# What you need to do:
[1] In the devotional passage about following Jesus, what does the writer say makes Jesus seem so strange?
[2] Write a continuation of the devotional passage about following Jesus, starting after its final sentence.

--- Start Text shown ---

When I first began walking with Jesus, I was sure I knew all about him. It was a delight to give everything up for his sake, to fling myself out on a risky path of love. Now, I’m not so sure. Jesus is striding ahead of me, and he looks strange: “They were on their way up to Jerusalem, with Jesus leading the way, and the disciples were astonished, while those who followed were afraid” (Mark 10:32).

There is a side to Jesus that chills the heart and makes the spiritual life gasp for breath. This strange being, with his face set like flint and his striding determination, no longer appears as counselor and comrade. He has a point of view I know nothing about. At first, I was confident that I understood him, but now there is a distance between us; I can no longer be so familiar with my Lord. He is out ahead, and he never turns around.

Jesus Christ had to fathom every sin and every sorrow that could possibly afflict the human race: this is what makes him seem so strange. When we see him in this aspect, we don’t know him. He is a leader striding before us, and with dismay we realize that we don’t know how to follow him. We have no idea where he’s going, and the destination has become strangely far off. A sense of darkness surrounds us.

--- End Text shown ---
--- Start Excerpted data ---

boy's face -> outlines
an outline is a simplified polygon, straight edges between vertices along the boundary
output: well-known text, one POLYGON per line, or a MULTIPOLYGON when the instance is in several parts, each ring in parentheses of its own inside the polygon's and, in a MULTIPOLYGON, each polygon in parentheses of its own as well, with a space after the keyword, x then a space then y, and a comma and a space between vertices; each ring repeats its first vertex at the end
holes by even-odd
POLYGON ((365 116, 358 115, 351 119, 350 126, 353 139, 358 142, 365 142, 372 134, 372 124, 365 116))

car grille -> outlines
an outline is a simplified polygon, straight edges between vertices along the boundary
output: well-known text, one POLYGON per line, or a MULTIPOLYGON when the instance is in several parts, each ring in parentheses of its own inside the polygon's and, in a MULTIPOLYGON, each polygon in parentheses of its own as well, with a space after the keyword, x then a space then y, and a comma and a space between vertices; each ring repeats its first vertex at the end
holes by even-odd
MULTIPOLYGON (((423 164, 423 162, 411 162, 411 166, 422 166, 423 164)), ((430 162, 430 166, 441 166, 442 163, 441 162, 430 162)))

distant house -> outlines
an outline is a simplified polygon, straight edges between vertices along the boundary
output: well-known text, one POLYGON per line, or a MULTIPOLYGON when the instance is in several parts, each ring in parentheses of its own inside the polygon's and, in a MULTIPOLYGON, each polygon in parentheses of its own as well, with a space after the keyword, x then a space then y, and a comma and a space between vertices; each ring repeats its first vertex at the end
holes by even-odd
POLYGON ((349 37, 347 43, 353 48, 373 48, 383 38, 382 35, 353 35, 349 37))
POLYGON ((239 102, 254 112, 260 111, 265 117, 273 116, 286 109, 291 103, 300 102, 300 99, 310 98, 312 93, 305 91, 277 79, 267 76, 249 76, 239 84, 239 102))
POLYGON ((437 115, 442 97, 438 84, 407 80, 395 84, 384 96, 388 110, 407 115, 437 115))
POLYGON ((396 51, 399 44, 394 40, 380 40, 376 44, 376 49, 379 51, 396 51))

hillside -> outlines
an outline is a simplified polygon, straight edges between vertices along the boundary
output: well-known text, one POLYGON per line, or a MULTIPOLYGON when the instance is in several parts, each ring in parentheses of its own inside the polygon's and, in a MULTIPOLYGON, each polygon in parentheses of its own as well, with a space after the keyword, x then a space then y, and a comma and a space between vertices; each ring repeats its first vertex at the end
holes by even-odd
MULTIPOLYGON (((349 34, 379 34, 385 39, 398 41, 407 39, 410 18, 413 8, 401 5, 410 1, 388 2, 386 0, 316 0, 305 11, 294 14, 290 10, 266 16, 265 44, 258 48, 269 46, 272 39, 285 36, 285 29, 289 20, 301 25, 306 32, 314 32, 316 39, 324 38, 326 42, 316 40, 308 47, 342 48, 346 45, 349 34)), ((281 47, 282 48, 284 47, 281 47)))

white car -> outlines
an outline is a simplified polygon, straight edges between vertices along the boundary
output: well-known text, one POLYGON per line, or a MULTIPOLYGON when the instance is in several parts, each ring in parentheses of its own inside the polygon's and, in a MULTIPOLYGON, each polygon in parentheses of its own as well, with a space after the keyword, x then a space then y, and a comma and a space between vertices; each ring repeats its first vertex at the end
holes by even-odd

--- End Excerpted data ---

# Task answers:
[1] He had to fathom every sin and every sorrow that could possibly afflict the human race.

[2]
The discipline of dismay is a necessary part of discipleship. The danger is that we will try to escape the darkness by kindling a fire of our own. God says we must not: “Let the one who walks in the dark, who has no light, trust in the name of the Lord” (Isaiah 50:10). When the darkness of dismay comes, endure until it is over. Out of it will come a following of Jesus which is an unspeakable joy.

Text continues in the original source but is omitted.